## [Work item]
Copy out exactly the stretch of the listing below that begins at the line containing "Subject = squirrel's mouth" and ends at the line containing "Subject = tree trunk", and copy nothing outside it.

## [Extracted entries]

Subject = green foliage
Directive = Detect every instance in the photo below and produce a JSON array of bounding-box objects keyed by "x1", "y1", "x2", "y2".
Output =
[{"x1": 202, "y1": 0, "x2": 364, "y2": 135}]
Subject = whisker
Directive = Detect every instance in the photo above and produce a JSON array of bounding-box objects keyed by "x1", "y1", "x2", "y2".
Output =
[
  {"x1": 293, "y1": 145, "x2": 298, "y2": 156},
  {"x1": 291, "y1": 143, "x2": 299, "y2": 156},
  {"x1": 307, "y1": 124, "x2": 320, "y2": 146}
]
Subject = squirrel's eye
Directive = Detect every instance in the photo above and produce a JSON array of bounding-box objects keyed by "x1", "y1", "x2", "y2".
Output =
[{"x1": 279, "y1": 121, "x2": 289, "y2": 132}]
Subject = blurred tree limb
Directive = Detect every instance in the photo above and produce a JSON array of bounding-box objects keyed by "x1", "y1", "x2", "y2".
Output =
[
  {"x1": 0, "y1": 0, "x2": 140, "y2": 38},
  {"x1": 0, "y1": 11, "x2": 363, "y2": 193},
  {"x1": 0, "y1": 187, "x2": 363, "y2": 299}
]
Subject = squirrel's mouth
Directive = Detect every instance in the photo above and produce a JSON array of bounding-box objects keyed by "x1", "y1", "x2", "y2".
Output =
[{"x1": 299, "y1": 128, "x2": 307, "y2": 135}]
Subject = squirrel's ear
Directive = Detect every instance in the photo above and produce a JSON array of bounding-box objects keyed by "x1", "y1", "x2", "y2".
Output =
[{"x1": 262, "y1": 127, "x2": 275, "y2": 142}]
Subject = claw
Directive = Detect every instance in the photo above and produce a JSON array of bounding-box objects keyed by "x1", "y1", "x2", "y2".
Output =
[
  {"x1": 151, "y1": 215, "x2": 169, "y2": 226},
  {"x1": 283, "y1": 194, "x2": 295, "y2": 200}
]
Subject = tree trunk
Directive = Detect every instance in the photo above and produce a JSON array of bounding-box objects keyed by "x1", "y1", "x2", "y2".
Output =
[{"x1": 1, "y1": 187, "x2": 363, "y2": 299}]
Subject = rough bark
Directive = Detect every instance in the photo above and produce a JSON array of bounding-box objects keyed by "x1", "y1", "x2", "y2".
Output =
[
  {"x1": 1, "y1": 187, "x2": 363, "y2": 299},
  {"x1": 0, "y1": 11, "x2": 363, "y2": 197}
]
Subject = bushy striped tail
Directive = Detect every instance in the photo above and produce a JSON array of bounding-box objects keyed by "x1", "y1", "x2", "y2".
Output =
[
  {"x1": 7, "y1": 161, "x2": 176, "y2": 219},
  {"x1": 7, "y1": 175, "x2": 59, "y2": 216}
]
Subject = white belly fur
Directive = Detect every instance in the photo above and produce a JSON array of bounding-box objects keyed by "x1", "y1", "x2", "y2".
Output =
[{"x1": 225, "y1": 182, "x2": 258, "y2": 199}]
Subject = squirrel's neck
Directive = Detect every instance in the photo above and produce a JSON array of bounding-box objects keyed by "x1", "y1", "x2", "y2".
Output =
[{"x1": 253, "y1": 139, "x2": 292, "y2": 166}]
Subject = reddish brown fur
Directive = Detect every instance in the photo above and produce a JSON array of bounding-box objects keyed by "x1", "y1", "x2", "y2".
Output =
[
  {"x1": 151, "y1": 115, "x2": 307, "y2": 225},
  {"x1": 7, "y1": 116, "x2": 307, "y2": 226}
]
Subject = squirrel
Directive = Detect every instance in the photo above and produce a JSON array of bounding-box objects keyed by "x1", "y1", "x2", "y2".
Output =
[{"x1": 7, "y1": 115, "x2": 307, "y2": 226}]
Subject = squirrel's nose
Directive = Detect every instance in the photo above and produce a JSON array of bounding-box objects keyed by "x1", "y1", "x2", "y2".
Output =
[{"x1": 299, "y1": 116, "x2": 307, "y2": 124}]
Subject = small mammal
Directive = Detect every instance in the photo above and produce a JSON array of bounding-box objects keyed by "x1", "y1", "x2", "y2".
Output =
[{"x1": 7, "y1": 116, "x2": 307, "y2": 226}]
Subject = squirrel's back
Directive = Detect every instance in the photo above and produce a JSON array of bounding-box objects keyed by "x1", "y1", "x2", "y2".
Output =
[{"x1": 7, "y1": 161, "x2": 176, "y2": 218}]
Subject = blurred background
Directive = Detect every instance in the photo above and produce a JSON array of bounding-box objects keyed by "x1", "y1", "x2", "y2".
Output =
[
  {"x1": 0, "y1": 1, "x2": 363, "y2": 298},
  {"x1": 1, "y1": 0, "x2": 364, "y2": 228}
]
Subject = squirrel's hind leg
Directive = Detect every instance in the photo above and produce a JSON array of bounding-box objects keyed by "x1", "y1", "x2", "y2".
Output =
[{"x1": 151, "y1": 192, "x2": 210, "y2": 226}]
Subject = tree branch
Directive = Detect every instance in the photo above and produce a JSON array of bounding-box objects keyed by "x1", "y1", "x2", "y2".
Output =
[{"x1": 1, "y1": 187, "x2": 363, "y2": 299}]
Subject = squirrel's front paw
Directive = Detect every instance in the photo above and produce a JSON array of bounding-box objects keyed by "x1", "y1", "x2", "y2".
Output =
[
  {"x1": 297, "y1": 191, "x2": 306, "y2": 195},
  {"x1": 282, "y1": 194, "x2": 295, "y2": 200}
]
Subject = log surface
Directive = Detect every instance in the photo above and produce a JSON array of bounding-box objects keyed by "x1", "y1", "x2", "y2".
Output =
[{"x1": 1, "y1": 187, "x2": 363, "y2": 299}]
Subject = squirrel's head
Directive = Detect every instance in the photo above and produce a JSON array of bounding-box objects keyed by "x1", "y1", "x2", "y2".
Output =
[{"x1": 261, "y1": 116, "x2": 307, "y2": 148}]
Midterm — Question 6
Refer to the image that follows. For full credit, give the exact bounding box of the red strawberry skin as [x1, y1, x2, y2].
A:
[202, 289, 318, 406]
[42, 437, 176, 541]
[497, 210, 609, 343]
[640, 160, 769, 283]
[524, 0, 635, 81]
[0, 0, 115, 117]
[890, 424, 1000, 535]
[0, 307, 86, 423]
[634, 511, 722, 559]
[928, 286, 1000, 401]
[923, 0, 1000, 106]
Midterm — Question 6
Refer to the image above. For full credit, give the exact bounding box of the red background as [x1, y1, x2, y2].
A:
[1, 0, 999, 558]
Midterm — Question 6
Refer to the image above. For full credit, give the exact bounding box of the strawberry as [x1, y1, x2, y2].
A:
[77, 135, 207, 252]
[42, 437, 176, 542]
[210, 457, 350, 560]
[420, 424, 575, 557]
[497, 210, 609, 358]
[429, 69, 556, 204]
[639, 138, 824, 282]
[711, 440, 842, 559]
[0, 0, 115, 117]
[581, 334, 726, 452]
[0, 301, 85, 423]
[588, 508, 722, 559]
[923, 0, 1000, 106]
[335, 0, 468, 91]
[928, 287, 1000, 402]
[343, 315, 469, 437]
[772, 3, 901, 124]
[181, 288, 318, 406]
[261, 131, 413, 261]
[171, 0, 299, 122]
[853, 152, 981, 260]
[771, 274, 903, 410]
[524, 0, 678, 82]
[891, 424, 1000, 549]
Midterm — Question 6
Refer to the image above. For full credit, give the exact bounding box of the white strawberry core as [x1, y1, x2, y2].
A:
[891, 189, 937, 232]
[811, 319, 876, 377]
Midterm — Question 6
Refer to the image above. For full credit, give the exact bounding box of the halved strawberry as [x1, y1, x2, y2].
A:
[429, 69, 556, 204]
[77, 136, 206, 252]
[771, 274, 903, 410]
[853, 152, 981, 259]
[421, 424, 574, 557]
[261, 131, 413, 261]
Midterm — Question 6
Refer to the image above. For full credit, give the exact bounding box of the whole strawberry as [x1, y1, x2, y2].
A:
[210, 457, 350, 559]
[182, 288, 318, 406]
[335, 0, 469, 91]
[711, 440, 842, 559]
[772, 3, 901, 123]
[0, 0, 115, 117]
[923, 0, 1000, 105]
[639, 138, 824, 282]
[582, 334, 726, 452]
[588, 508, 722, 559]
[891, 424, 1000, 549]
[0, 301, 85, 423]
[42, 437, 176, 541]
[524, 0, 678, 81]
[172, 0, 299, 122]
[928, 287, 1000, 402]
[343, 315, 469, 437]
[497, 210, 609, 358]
==
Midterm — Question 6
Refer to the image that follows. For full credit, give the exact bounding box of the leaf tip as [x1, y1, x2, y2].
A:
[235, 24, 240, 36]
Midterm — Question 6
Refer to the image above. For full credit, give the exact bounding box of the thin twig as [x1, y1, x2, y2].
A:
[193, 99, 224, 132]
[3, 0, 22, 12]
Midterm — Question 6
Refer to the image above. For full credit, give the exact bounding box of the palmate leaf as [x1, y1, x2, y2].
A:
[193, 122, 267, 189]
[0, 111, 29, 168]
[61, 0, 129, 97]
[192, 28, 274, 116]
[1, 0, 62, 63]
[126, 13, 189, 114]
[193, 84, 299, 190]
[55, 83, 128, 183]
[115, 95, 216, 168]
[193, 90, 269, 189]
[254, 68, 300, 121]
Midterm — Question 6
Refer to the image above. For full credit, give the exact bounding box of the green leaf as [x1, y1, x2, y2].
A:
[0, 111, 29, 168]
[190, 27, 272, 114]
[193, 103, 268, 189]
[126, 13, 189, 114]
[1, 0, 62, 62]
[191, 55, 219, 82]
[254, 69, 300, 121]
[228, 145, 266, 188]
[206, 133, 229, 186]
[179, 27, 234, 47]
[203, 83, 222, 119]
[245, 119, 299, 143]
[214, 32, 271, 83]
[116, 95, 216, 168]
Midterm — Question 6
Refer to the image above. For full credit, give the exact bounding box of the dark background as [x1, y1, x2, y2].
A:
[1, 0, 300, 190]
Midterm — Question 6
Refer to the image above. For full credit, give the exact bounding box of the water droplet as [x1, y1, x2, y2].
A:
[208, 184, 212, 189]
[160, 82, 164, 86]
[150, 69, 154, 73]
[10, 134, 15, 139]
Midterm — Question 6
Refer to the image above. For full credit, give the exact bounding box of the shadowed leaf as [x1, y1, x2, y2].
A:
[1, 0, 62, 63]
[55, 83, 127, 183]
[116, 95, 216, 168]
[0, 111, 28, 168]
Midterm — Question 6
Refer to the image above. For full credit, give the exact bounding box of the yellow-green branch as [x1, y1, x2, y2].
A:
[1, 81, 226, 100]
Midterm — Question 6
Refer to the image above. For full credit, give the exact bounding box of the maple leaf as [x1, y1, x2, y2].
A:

## [Answer]
Subject = squirrel's mouth
Directive = Detect every instance in the photo above and produce a JSON array of bounding-box objects keyed by "x1", "y1", "x2", "y2".
Output =
[{"x1": 299, "y1": 128, "x2": 307, "y2": 135}]
Subject = squirrel's ear
Directive = Detect every instance in the photo above and produce a JSON array of bounding-box objects keyed by "x1", "y1", "x2", "y2".
Output =
[{"x1": 262, "y1": 127, "x2": 275, "y2": 142}]
Subject = claw
Directive = Detect every instance in the photo above and produce a JSON array of bounding-box objects keyed by "x1", "y1", "x2", "y2".
Output =
[
  {"x1": 151, "y1": 215, "x2": 169, "y2": 226},
  {"x1": 283, "y1": 194, "x2": 295, "y2": 200}
]
Subject = tree trunk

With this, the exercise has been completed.